• WHAT IS EXPECTED: Starting with the first line below, extract each line through the one that contains "Query: red radish", inclusive, excluding pictures.

----------------

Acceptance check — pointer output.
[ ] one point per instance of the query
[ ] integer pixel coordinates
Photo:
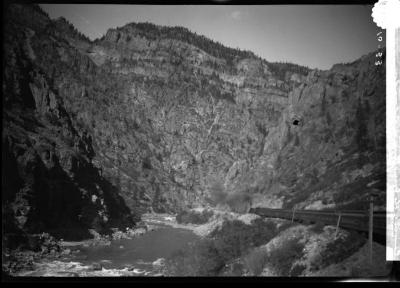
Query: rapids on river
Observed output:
(141, 256)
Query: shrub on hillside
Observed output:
(338, 250)
(200, 259)
(194, 217)
(208, 256)
(283, 255)
(254, 261)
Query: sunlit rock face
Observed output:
(148, 117)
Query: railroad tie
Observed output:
(337, 225)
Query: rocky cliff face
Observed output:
(165, 118)
(49, 181)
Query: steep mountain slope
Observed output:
(48, 181)
(167, 119)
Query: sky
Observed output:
(317, 36)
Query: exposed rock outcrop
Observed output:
(149, 117)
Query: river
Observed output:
(139, 256)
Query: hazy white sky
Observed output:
(317, 36)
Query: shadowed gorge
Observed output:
(160, 119)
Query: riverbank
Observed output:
(134, 252)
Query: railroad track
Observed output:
(350, 219)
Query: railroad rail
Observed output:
(353, 219)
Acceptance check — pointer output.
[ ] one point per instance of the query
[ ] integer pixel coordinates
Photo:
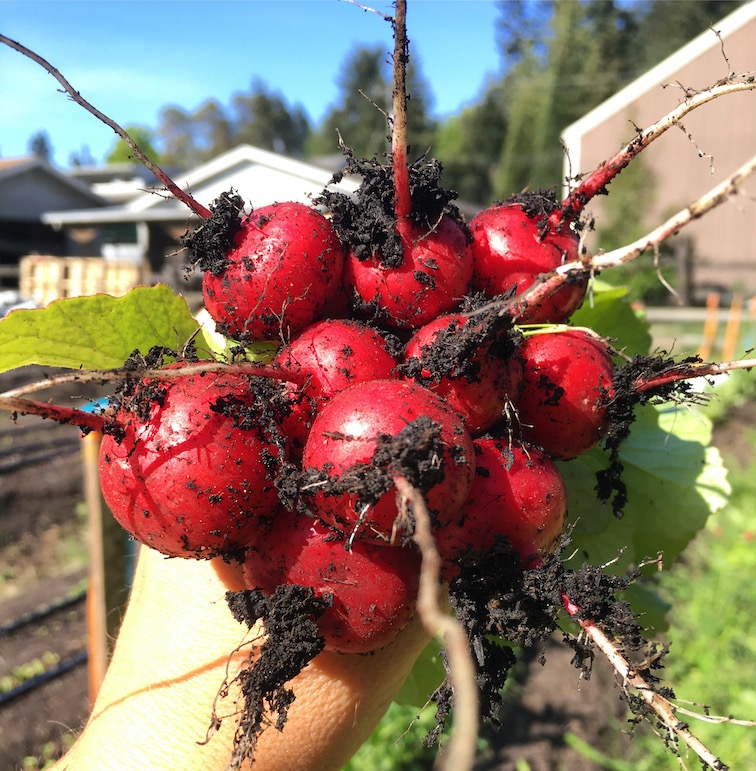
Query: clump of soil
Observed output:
(292, 640)
(367, 226)
(210, 242)
(495, 599)
(621, 411)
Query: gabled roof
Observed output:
(651, 79)
(261, 177)
(32, 169)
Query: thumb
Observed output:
(178, 643)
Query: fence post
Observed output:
(107, 593)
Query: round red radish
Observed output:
(334, 355)
(567, 382)
(432, 278)
(477, 384)
(517, 493)
(343, 442)
(512, 249)
(283, 270)
(191, 477)
(374, 588)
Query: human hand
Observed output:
(177, 644)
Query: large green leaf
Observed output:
(674, 482)
(95, 332)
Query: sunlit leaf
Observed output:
(95, 332)
(674, 481)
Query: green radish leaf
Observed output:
(427, 674)
(608, 313)
(95, 332)
(674, 483)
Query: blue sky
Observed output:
(131, 58)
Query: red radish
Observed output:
(343, 442)
(435, 265)
(191, 477)
(512, 247)
(567, 383)
(333, 355)
(374, 588)
(475, 383)
(284, 268)
(517, 493)
(432, 278)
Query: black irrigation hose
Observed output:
(50, 674)
(31, 455)
(39, 613)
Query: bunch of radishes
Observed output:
(387, 367)
(402, 355)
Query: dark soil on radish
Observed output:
(544, 701)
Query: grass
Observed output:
(713, 632)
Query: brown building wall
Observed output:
(686, 162)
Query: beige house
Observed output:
(686, 161)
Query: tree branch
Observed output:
(170, 185)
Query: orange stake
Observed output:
(732, 331)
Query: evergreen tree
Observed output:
(364, 106)
(40, 145)
(263, 119)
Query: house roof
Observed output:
(34, 168)
(651, 79)
(265, 176)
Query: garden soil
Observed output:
(41, 535)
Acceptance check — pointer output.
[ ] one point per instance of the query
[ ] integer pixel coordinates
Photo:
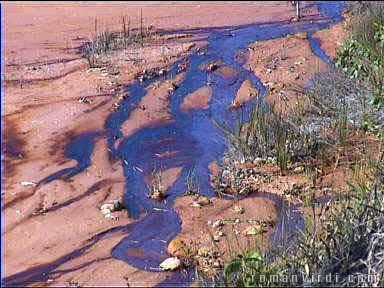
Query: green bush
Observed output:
(362, 55)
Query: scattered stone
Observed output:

----------------

• ANSWER FOR THIS EXERCISE:
Acceptance check — pointer output.
[ ] one point per instance of the query
[ ] integer pixel coordinates
Photo:
Query: rapids on river
Observed output:
(141, 256)
Query: shrub on hillside
Observed output:
(338, 250)
(200, 259)
(194, 217)
(208, 256)
(283, 255)
(254, 261)
Query: sunlit rock face
Observed output:
(148, 117)
Query: railroad tie
Observed output:
(337, 225)
Query: rocky cliff face
Observed output:
(165, 118)
(49, 181)
Query: steep mountain slope
Observed output:
(48, 181)
(167, 119)
Query: sky
Observed output:
(317, 36)
Query: exposed rock outcrop
Observed output:
(149, 117)
Query: river
Observed output:
(139, 256)
Query: hazy white sky
Observed output:
(317, 36)
Query: shadowed gorge
Observed output:
(160, 119)
Query: riverbank
Observed output:
(134, 252)
Query: railroad track
Observed output:
(350, 219)
Query: railroad rail
Observed output:
(353, 219)
Acceptance check — pointer output.
[ ] one point per instance of the query
[ ] integer pixel coordinates
Photo:
Query: clump of soil
Observed output:
(292, 640)
(367, 226)
(210, 242)
(495, 599)
(621, 411)
Query: gabled roof
Observed output:
(651, 79)
(261, 177)
(32, 169)
Query: thumb
Observed output:
(178, 643)
Query: fence post
Observed output:
(107, 593)
Query: round red radish
Observed output:
(334, 355)
(567, 382)
(432, 278)
(477, 384)
(517, 493)
(343, 442)
(512, 249)
(283, 270)
(191, 477)
(374, 588)
Query: human hand
Observed output:
(177, 644)
Query: large green leaf
Observed output:
(674, 482)
(95, 332)
Query: sunlit leaf
Observed output:
(95, 332)
(674, 481)
Query: green radish leaf
Observed output:
(427, 674)
(608, 313)
(95, 332)
(674, 483)
Query: blue sky
Observed output:
(131, 58)
Query: red radish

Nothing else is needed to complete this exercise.